**Information provided**

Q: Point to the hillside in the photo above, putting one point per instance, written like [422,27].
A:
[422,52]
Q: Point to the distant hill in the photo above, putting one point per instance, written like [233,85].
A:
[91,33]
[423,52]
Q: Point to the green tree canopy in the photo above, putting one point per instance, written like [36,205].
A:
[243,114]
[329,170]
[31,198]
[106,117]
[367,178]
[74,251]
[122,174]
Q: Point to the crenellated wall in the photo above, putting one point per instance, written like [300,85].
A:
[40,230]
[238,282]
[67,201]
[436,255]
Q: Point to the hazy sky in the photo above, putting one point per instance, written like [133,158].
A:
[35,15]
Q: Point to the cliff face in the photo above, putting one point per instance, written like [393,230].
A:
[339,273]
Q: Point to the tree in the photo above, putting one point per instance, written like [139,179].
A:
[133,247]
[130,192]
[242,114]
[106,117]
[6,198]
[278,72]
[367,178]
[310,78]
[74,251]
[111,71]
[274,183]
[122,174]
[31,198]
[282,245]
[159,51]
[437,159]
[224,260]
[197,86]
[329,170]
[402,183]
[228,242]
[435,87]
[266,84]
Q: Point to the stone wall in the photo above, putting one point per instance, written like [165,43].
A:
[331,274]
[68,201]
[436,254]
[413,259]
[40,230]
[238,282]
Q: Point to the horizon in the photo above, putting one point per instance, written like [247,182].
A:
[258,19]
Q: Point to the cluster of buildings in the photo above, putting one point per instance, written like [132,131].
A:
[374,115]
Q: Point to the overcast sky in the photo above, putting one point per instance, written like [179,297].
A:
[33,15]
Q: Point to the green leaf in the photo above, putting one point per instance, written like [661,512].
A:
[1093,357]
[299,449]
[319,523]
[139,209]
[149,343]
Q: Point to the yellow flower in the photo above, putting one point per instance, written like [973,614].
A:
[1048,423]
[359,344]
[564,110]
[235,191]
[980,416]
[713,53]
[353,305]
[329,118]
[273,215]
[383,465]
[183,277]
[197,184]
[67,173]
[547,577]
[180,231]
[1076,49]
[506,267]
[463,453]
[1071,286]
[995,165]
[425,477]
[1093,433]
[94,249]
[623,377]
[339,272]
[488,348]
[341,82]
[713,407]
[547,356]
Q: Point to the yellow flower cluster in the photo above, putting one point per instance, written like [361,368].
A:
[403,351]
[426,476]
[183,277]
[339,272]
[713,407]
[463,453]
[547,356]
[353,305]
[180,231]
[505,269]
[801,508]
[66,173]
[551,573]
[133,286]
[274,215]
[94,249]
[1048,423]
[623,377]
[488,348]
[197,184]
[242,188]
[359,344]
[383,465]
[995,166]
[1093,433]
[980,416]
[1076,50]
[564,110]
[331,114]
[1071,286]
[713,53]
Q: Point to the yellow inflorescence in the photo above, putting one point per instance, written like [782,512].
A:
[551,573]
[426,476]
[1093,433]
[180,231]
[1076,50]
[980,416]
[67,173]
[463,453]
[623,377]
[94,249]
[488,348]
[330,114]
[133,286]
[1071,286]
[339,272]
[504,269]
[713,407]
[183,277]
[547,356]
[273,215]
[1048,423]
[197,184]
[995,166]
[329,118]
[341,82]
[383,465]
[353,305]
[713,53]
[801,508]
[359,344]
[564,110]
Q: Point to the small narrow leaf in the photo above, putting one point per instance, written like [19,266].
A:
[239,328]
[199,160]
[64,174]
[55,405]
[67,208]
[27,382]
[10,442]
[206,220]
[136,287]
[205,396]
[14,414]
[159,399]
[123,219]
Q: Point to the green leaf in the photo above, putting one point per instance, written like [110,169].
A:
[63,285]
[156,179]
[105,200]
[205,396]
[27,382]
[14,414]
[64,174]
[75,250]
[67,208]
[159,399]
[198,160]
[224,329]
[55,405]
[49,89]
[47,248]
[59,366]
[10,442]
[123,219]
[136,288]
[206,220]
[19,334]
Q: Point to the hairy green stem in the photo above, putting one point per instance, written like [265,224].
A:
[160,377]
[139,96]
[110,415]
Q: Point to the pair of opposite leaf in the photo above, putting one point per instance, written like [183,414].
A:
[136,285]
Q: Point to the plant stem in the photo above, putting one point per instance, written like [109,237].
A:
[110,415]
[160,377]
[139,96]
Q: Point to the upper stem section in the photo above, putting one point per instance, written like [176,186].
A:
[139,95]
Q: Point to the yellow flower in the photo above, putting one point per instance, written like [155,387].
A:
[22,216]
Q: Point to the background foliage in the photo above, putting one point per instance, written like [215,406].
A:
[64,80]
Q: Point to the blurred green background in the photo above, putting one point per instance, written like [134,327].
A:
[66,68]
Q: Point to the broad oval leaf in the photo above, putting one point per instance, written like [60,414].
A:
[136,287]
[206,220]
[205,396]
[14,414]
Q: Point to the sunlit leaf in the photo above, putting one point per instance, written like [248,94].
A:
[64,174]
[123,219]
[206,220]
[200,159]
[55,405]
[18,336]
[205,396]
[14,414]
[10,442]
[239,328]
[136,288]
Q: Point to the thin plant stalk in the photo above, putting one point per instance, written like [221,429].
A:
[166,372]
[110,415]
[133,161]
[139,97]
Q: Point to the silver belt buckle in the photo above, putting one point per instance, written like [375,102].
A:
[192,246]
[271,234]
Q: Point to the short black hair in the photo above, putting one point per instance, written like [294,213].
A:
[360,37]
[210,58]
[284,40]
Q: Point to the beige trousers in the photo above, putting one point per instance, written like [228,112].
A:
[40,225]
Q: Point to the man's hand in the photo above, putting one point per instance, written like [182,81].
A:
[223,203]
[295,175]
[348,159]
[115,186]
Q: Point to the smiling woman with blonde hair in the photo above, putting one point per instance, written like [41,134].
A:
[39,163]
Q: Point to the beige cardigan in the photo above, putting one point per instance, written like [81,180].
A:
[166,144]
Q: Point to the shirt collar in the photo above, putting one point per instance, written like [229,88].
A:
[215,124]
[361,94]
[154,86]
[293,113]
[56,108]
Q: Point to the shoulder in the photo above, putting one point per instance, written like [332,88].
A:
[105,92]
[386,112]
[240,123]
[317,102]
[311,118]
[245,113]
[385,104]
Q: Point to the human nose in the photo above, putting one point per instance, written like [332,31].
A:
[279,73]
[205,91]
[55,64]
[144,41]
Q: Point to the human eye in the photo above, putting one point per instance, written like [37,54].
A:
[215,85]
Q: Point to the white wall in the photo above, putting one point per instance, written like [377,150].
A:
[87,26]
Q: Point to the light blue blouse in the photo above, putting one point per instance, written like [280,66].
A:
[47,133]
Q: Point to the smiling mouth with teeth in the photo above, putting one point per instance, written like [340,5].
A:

**Instructions for the task**
Give only the count of lines in this material that contain the string "background".

**Exercise solution**
2